SET PROBLEM 1 » Reproduce the rows below word for word, every line of them, leaving the wetland text untouched.

TEXT EXCERPT »

________

As often as not, those on-site mitigation projects amount to weed-covered ditches ringed with cyclone fences. They’ve generally proven to be ineffective in offsetting the loss of natural wetlands that filter pollutants, corral flood waters and provide valuable wildlife habitat.

Instead, state officials believe large wetland mitigation banks offer a better alternative.

The wetland mitigation bank works basically like this: The “banker” spends money upfront to create, enhance or restore a wetland in a given area. Next, state and federal environmental regulators certify the bank and establish a service area. Developers who drain or fill low-grade wetlands within that service area may offset the damage by buying “credit” from the bank.

The bank is then monitored and maintained forever through conservation easements stamped to the property records.

“You may be losing wetland functions in one area, but you’re replacing them with valuable wetlands in another,” said Curt Hart, a spokesman for the state Department of Ecology. “What we’re trying to look at here is, no net loss of wetland functions.”

The new Columbia River Wetland Mitigation Bank is the first approved under new state rules that took effect in September.

Its service area ranges along the Washington side of the Columbia River, from Bonneville Dam to Longview. The bank, which has already been certified by the Army Corps of Engineers and the state Department of Ecology, is expected to be certified by the Environmental Protection Agency later this week.

________

STORED RECORDS »
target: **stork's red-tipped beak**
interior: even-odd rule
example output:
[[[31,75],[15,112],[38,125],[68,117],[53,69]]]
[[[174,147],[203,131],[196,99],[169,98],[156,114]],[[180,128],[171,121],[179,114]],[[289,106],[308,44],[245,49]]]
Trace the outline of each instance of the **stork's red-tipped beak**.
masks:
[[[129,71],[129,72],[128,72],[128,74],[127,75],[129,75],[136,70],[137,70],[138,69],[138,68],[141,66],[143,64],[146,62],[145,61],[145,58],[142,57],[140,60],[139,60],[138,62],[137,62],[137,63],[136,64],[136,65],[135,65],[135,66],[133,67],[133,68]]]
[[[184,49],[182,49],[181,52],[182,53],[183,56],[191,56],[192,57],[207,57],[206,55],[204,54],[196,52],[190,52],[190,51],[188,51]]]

________

SET PROBLEM 2 » According to the wetland mitigation text, what is the service area of the Columbia River Wetland Mitigation Bank?

EXERCISE RESPONSE 1 »
target: **stork's red-tipped beak**
interior: even-odd rule
example output:
[[[31,75],[15,112],[38,125],[68,117],[53,69]]]
[[[174,147],[203,131],[196,99],[169,98],[156,114]],[[180,128],[171,121],[179,114]],[[289,106],[308,44],[245,49]]]
Trace the outline of each instance of the **stork's red-tipped beak**.
masks:
[[[129,71],[129,72],[128,72],[128,74],[127,75],[129,75],[136,70],[137,70],[138,69],[138,68],[141,66],[143,64],[146,62],[145,61],[145,58],[142,57],[140,60],[139,60],[138,62],[137,62],[137,63],[136,64],[136,65],[135,65],[135,66],[133,67],[133,68]]]
[[[184,49],[182,49],[181,52],[182,53],[183,56],[191,56],[192,57],[207,57],[206,55],[204,54],[196,52],[190,52],[190,51],[188,51]]]

EXERCISE RESPONSE 2 » It ranges along the Washington side of the Columbia River, from Bonneville Dam to Longview.